▶ TASK DIRECTIONS:
All of the entries need to be copied character for character.

*** DATASET EXTRACT Section Begins ***

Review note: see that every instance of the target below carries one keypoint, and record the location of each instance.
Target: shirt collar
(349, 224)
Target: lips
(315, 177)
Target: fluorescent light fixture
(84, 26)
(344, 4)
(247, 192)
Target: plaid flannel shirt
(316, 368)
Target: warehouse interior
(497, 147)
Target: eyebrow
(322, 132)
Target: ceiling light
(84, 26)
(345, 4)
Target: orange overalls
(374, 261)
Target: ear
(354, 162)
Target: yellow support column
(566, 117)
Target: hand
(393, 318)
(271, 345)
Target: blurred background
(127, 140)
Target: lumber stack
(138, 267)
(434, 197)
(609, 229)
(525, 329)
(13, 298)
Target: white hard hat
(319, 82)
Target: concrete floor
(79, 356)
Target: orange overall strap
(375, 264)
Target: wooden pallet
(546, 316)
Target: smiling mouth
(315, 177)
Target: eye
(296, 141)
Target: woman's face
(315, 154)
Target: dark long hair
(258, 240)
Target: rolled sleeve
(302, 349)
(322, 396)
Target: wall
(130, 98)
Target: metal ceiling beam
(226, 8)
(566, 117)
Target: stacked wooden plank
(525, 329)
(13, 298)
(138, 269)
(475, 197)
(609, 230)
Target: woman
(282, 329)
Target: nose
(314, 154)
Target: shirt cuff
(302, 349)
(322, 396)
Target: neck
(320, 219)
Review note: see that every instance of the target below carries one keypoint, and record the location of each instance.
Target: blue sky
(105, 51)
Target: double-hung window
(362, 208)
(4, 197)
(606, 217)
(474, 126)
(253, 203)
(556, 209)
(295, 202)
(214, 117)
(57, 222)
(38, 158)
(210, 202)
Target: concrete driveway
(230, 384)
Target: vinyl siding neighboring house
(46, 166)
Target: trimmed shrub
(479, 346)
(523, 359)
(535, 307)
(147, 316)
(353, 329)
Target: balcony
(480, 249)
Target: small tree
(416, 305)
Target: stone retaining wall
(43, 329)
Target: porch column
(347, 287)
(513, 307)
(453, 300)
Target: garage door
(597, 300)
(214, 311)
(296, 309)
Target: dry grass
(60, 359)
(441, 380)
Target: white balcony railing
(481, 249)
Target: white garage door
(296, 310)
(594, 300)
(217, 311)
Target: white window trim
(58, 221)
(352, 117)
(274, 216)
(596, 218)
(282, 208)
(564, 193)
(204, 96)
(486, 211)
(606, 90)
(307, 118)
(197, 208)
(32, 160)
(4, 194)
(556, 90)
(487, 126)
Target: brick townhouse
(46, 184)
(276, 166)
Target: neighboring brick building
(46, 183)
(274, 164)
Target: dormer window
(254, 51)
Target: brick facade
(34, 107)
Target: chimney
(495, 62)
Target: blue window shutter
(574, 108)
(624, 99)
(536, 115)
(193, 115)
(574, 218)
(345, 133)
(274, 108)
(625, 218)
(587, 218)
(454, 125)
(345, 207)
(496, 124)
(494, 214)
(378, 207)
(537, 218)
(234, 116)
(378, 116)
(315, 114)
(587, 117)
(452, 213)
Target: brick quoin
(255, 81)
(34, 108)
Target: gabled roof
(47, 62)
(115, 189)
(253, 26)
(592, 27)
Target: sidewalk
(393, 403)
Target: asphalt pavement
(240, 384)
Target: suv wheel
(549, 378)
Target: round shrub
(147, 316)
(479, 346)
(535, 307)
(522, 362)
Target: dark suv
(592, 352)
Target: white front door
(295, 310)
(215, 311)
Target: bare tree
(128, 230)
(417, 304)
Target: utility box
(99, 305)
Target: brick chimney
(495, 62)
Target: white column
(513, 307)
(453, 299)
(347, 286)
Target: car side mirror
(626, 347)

*** DATASET EXTRACT Section Ends ***

▶ ANSWER TO THE PROBLEM:
Review note: see that every instance of the target below carries one keypoint, and record the location of each instance.
Target: shirt collar
(349, 224)
Target: lips
(315, 177)
Target: fluorescent light fixture
(84, 26)
(344, 4)
(247, 192)
Target: plaid flannel shirt
(316, 368)
Target: warehouse interior
(497, 147)
Target: eyebrow
(322, 132)
Target: ceiling light
(84, 26)
(345, 4)
Target: orange overalls
(374, 261)
Target: ear
(354, 162)
Target: yellow support column
(566, 117)
Target: hand
(393, 318)
(271, 345)
Target: blurred background
(127, 140)
Target: lumber stack
(138, 267)
(434, 197)
(609, 229)
(525, 329)
(13, 298)
Target: white hard hat
(319, 82)
Target: concrete floor
(79, 356)
Target: orange overall strap
(375, 264)
Target: wooden pallet
(546, 316)
Target: smiling mouth
(315, 177)
Target: eye
(296, 141)
Target: woman's face
(315, 154)
Target: dark long hair
(258, 240)
Target: rolled sleeve
(302, 349)
(322, 396)
Target: wall
(130, 98)
Target: metal ceiling beam
(226, 8)
(566, 117)
Target: stacked wooden plank
(525, 329)
(13, 298)
(138, 269)
(475, 197)
(609, 230)
Target: woman
(282, 329)
Target: nose
(314, 154)
Target: shirt cuff
(302, 349)
(322, 396)
Target: neck
(320, 219)
Review note: see that every instance of the target below carries one keypoint, and record the location of each instance.
Target: blue sky
(105, 51)
Target: double-hung window
(362, 208)
(4, 197)
(606, 217)
(474, 126)
(253, 203)
(556, 209)
(295, 202)
(214, 117)
(57, 222)
(38, 158)
(210, 202)
Target: concrete driveway
(230, 384)
Target: vinyl siding neighboring house
(46, 166)
Target: trimmed shrub
(479, 346)
(523, 359)
(535, 307)
(147, 316)
(353, 329)
Target: balcony
(480, 249)
Target: small tree
(416, 305)
Target: stone retaining wall
(43, 329)
Target: porch column
(347, 287)
(513, 307)
(453, 300)
Target: garage door
(597, 300)
(214, 311)
(296, 309)
Target: dry grass
(60, 359)
(441, 380)
Target: white balcony railing
(481, 249)
Target: white garage door
(296, 310)
(594, 300)
(217, 311)
Target: white window trim
(58, 221)
(352, 117)
(274, 216)
(596, 218)
(282, 208)
(564, 193)
(204, 96)
(486, 211)
(606, 90)
(307, 118)
(197, 208)
(32, 160)
(4, 194)
(556, 90)
(487, 126)
Target: brick townhouse
(46, 184)
(276, 166)
Target: neighboring brick building
(46, 183)
(274, 164)
Target: dormer window
(254, 51)
Target: brick facade
(34, 107)
Target: chimney
(495, 62)
Target: blue window shutter
(574, 108)
(624, 99)
(536, 115)
(193, 115)
(574, 218)
(345, 133)
(274, 108)
(625, 218)
(587, 218)
(454, 125)
(345, 207)
(496, 124)
(494, 214)
(378, 207)
(537, 218)
(234, 116)
(378, 116)
(315, 114)
(587, 117)
(452, 213)
Target: brick quoin
(255, 81)
(34, 108)
Target: gabled roof
(47, 62)
(115, 189)
(253, 26)
(592, 27)
Target: sidewalk
(393, 403)
Target: asphalt pavement
(240, 384)
Target: suv wheel
(549, 378)
Target: round shrub
(147, 316)
(479, 346)
(535, 307)
(522, 362)
Target: dark suv
(592, 352)
Target: white front door
(295, 310)
(215, 311)
Target: bare tree
(128, 230)
(417, 304)
Target: utility box
(99, 305)
Target: brick chimney
(495, 62)
Target: white column
(513, 307)
(453, 299)
(347, 286)
Target: car side mirror
(626, 347)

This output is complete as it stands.